[Items from a data source]

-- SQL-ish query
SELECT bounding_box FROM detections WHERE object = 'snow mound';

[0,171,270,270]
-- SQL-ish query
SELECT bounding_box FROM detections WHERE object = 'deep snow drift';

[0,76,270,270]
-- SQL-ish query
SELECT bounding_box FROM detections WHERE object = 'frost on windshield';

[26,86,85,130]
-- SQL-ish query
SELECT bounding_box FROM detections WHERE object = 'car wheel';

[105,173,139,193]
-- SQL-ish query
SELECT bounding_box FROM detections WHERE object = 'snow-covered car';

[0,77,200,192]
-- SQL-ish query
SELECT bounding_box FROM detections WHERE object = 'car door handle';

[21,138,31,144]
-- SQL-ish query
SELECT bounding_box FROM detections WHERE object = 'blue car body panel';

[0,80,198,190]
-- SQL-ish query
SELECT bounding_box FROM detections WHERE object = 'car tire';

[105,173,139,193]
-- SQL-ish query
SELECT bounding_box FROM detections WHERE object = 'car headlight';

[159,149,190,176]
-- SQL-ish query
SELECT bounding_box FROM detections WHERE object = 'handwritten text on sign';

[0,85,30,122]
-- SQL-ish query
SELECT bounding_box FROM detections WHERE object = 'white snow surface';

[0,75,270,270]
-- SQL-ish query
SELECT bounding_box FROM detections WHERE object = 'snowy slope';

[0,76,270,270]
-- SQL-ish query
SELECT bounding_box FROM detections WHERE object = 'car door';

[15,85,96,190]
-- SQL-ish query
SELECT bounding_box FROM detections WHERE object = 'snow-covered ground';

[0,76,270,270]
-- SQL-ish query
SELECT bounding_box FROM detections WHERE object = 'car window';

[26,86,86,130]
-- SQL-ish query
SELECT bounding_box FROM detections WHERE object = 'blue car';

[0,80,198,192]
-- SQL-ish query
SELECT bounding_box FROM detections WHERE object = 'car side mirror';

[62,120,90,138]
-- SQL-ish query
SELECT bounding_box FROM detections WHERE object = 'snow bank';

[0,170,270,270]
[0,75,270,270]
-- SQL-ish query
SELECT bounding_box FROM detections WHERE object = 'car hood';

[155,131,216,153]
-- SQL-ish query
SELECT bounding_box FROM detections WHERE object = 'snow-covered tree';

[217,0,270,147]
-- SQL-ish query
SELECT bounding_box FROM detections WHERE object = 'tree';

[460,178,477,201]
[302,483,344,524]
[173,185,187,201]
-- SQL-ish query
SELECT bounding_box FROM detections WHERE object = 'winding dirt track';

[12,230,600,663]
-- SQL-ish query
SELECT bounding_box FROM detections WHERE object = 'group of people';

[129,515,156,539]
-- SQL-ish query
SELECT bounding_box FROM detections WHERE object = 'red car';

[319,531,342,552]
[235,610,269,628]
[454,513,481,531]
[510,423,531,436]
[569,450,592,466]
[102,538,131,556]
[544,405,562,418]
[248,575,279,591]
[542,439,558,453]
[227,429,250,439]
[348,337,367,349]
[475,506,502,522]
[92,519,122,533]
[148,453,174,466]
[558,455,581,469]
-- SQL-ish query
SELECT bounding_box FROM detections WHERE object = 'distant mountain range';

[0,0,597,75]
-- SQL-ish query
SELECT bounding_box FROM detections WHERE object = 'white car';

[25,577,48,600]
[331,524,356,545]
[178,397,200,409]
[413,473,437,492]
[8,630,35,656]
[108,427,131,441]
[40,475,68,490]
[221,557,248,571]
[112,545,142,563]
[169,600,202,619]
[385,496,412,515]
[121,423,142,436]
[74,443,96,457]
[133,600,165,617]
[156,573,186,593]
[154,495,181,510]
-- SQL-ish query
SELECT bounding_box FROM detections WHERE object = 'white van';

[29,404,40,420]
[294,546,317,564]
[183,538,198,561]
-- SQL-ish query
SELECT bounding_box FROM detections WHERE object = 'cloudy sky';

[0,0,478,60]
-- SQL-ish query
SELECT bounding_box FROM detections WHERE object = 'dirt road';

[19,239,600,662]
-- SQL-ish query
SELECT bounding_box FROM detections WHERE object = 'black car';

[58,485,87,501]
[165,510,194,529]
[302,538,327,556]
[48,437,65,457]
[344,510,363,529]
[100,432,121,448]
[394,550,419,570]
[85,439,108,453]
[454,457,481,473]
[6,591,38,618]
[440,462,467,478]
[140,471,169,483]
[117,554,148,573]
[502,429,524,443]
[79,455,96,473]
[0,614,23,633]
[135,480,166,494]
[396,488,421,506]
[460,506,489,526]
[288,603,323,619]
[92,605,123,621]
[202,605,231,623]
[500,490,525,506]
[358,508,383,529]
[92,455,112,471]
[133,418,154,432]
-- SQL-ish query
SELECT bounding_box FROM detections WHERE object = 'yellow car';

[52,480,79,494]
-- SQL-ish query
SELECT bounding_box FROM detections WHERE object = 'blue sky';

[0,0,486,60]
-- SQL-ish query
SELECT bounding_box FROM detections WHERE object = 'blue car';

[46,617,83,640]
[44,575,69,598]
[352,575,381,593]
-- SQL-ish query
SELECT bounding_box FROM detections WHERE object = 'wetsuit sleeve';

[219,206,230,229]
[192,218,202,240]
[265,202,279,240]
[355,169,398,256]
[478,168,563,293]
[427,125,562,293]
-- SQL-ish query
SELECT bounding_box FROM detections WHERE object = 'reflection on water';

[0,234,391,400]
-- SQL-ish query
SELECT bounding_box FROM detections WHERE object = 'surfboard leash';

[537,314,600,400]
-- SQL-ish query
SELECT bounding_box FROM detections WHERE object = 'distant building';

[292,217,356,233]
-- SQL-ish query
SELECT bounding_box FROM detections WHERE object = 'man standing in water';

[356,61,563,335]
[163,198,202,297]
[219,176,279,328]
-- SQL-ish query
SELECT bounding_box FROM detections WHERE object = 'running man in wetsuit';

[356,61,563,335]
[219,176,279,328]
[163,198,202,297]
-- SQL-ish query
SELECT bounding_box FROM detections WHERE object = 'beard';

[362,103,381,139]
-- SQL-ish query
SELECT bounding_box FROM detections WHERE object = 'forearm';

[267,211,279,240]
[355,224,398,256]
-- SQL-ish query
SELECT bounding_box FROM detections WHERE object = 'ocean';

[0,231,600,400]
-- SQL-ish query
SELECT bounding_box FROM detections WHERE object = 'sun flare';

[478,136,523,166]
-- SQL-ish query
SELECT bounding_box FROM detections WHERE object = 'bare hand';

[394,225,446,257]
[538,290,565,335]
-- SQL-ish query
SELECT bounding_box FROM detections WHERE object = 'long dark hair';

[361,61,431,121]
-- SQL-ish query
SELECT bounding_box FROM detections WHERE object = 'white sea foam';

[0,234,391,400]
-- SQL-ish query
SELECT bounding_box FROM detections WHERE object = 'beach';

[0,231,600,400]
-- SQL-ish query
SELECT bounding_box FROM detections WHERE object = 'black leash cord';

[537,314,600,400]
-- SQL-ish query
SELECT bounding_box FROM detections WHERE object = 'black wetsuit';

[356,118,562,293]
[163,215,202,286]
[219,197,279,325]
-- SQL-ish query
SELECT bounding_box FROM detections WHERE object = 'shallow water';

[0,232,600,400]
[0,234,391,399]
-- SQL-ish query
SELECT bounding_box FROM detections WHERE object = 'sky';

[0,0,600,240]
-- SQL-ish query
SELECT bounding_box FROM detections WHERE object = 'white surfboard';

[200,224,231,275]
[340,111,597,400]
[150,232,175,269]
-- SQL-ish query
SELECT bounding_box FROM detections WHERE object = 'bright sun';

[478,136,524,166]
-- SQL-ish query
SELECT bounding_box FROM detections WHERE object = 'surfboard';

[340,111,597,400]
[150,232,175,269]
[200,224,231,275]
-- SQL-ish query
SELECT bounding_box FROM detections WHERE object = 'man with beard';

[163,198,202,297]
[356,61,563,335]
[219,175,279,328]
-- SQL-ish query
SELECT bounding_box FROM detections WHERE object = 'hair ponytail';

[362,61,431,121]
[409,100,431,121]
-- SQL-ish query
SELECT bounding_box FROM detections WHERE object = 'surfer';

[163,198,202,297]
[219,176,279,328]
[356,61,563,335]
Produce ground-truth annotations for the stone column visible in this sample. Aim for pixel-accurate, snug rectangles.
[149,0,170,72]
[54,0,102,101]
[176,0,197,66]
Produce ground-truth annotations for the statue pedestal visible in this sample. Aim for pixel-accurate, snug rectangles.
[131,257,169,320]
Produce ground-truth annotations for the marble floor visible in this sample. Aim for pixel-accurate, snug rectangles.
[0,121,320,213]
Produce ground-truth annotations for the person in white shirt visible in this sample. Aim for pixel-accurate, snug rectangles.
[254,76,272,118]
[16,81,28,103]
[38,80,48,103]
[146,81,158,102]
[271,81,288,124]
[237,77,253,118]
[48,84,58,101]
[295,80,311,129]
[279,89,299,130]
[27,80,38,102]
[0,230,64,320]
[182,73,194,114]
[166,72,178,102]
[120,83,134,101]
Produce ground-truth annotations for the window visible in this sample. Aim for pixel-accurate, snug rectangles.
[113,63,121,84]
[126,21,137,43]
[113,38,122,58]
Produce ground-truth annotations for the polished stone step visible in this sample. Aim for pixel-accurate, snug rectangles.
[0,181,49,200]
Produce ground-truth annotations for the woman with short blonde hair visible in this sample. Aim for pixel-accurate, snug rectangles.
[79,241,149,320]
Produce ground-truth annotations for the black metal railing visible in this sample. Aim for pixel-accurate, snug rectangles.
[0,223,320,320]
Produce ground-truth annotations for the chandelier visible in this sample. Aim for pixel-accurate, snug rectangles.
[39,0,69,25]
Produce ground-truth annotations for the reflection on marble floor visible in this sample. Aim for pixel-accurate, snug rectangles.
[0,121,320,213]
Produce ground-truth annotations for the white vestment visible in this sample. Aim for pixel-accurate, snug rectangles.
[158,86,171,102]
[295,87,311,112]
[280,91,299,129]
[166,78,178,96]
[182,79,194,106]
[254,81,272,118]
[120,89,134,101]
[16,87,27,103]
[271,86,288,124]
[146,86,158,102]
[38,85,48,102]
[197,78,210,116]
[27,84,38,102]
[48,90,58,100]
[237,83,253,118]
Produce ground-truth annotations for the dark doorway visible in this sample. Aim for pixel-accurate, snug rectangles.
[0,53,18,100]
---
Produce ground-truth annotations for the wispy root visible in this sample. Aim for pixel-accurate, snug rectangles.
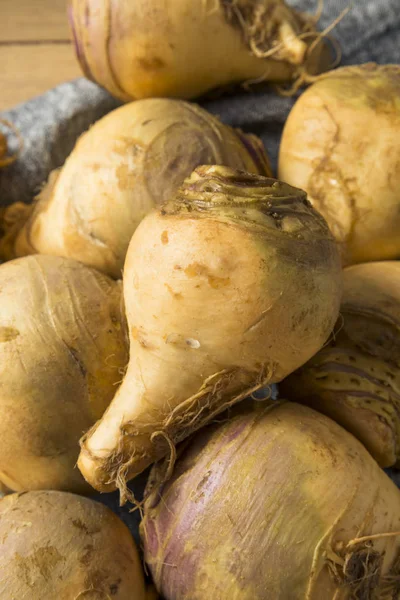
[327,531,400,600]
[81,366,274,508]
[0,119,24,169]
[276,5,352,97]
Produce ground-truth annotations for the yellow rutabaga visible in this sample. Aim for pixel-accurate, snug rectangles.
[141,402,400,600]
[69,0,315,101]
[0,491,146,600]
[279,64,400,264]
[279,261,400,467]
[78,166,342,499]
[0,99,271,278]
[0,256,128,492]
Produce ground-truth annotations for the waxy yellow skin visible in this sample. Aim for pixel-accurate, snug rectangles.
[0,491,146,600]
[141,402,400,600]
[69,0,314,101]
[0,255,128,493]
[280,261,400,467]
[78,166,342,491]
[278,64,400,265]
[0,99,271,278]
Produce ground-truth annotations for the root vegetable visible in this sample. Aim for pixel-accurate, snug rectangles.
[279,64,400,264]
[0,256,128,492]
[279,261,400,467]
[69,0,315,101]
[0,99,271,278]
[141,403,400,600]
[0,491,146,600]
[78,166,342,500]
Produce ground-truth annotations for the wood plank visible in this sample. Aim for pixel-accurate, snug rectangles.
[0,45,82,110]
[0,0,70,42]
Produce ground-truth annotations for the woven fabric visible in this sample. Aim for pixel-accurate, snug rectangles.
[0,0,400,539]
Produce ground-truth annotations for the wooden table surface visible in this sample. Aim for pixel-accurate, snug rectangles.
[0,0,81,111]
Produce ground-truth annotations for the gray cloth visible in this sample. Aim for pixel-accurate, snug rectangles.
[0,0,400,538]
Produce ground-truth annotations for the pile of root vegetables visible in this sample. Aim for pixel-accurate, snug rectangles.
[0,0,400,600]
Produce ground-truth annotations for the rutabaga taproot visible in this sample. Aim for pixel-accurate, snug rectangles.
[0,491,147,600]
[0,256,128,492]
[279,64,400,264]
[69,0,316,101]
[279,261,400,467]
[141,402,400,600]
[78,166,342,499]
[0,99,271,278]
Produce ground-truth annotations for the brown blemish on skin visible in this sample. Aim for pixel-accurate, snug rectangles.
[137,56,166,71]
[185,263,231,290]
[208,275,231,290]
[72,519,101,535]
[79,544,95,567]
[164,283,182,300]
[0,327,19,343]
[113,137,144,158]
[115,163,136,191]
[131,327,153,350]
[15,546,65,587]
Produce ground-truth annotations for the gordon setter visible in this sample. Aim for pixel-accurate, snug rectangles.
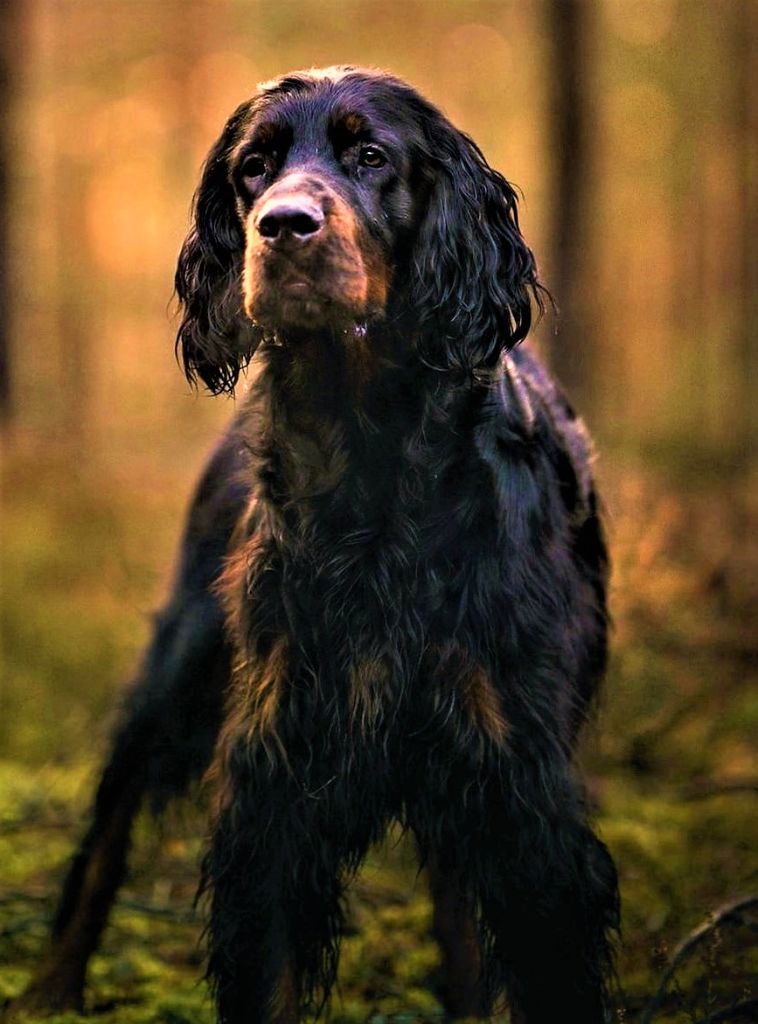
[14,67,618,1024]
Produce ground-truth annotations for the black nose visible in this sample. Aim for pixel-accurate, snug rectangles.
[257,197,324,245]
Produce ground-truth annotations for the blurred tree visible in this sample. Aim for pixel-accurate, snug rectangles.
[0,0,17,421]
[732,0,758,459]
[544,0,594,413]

### Work to be completed
How many lines in the rows above contain the string "reflection", matching case exactly? Reply with only the number.

### Reply
2